◆ Exercise details: List every line in the records below that contains the string "covered". Case counts.

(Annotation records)
##########

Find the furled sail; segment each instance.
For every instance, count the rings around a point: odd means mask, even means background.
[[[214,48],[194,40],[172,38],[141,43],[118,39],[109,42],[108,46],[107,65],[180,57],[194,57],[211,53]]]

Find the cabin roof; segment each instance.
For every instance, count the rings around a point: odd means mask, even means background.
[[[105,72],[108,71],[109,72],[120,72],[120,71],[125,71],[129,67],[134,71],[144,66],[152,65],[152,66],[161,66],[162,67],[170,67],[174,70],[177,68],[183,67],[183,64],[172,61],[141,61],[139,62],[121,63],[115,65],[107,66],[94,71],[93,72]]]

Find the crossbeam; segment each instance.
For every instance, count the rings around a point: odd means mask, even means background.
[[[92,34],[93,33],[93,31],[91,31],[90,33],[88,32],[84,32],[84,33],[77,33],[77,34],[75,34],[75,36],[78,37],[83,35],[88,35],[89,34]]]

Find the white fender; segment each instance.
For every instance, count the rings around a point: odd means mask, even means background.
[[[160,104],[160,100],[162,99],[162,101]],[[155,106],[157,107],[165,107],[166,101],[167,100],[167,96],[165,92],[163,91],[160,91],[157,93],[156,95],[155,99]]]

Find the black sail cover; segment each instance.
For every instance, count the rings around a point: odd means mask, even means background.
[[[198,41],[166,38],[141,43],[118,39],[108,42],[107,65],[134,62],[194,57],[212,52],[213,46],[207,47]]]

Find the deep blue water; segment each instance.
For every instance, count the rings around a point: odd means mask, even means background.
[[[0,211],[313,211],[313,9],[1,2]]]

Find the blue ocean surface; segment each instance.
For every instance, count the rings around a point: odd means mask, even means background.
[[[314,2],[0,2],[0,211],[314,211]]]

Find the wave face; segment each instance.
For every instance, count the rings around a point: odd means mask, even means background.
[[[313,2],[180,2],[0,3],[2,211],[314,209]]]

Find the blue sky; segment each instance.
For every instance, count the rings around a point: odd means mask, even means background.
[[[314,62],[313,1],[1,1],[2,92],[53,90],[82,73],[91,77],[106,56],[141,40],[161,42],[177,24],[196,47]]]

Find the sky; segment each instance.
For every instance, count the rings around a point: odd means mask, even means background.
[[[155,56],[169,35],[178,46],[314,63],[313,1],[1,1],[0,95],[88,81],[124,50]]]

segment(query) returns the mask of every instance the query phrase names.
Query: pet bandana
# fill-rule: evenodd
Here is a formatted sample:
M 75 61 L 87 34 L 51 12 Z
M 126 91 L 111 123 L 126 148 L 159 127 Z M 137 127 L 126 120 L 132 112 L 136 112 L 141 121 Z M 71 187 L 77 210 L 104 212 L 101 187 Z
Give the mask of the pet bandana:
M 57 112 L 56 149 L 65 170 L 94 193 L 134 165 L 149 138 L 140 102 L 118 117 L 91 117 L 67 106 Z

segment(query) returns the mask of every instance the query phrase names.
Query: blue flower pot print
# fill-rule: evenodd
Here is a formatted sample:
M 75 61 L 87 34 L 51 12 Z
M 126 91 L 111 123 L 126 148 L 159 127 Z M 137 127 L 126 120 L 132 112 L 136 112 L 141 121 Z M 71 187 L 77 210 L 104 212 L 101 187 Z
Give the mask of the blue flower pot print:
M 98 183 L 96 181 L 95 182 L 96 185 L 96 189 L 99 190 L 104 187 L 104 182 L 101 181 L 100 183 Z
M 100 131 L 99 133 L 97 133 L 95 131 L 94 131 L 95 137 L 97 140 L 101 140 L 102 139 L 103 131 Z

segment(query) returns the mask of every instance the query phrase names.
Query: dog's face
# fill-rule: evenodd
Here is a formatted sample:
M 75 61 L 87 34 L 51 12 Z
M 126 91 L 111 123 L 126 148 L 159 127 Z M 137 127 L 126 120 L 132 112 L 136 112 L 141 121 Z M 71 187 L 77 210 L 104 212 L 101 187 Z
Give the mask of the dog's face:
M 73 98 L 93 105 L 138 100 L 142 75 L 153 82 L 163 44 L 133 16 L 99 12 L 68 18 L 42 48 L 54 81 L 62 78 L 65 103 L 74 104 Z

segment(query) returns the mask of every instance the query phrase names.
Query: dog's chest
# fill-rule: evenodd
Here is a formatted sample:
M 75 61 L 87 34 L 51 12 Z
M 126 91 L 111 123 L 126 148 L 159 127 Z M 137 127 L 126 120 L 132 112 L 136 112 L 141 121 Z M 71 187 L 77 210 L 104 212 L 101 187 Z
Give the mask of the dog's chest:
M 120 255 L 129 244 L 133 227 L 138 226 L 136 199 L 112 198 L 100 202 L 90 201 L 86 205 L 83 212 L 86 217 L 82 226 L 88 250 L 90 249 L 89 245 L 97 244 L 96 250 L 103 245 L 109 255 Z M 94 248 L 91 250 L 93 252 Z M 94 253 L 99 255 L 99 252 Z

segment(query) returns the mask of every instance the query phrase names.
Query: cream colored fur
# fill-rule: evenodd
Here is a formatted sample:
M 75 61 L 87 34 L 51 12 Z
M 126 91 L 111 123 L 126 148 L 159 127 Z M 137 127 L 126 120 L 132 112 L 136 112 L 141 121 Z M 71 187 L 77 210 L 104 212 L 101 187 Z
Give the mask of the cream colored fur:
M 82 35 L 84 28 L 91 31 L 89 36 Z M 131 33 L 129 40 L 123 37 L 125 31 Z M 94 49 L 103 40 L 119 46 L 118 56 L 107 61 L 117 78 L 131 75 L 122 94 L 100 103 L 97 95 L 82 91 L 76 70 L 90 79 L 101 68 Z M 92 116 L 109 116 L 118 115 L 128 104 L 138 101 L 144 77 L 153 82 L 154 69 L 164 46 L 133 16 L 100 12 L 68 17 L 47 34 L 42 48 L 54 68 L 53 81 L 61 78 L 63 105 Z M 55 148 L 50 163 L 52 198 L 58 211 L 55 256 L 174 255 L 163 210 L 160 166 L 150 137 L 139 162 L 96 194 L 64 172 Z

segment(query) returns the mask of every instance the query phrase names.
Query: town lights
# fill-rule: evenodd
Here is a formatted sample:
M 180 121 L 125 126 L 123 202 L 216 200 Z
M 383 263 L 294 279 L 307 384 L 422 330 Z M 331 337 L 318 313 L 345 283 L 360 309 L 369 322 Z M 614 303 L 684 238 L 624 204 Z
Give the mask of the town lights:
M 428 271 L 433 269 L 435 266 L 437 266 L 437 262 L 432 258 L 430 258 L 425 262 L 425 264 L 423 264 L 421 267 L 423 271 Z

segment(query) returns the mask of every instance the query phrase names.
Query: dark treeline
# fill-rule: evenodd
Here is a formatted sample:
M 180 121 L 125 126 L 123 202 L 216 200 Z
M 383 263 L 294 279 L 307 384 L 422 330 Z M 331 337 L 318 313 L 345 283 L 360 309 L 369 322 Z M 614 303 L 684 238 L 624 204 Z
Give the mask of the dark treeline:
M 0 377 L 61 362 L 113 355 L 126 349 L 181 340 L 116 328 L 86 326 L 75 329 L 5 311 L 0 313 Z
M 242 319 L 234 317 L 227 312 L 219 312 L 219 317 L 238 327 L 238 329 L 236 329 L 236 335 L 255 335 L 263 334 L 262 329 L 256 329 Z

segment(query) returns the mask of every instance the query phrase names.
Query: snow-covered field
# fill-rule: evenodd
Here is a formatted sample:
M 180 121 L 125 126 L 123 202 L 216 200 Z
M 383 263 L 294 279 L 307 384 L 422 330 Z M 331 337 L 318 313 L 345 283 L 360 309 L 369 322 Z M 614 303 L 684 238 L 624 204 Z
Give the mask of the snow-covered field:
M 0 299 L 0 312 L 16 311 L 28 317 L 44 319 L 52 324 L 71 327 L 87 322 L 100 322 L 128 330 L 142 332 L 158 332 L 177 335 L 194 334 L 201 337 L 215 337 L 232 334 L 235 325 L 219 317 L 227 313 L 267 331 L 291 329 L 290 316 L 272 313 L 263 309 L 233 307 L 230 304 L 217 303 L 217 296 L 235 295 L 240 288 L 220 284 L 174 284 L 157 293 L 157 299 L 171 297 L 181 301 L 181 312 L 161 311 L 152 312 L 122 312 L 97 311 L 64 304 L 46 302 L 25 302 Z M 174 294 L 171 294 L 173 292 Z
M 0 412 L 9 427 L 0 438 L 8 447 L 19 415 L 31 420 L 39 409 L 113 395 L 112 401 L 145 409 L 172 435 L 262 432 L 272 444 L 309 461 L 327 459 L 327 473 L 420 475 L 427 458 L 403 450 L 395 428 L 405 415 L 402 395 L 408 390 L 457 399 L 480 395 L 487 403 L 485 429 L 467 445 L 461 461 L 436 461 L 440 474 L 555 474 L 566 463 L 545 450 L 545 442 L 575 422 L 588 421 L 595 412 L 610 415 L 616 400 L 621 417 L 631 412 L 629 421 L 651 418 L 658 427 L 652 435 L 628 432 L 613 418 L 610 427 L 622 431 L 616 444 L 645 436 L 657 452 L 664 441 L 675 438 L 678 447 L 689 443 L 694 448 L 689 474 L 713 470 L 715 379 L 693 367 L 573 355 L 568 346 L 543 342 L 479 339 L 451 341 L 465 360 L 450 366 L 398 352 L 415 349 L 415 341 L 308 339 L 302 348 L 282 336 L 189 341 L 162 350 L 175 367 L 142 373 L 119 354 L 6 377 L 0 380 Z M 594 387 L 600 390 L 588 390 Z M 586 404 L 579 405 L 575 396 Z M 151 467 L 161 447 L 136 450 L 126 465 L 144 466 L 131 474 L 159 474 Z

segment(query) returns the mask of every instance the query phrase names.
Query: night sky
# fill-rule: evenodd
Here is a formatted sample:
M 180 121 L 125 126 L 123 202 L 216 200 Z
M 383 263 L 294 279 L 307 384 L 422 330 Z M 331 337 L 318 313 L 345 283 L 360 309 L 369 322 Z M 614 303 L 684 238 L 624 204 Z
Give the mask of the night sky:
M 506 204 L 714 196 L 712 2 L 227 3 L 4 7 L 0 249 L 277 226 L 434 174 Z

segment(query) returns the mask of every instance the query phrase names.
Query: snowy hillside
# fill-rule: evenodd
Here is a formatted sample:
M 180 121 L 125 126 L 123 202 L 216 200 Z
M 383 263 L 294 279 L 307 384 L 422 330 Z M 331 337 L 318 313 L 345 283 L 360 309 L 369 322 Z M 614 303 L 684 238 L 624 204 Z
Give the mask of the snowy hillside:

##########

◆ Solution to this task:
Query: snow-covered field
Give the mask of the snow-covered field:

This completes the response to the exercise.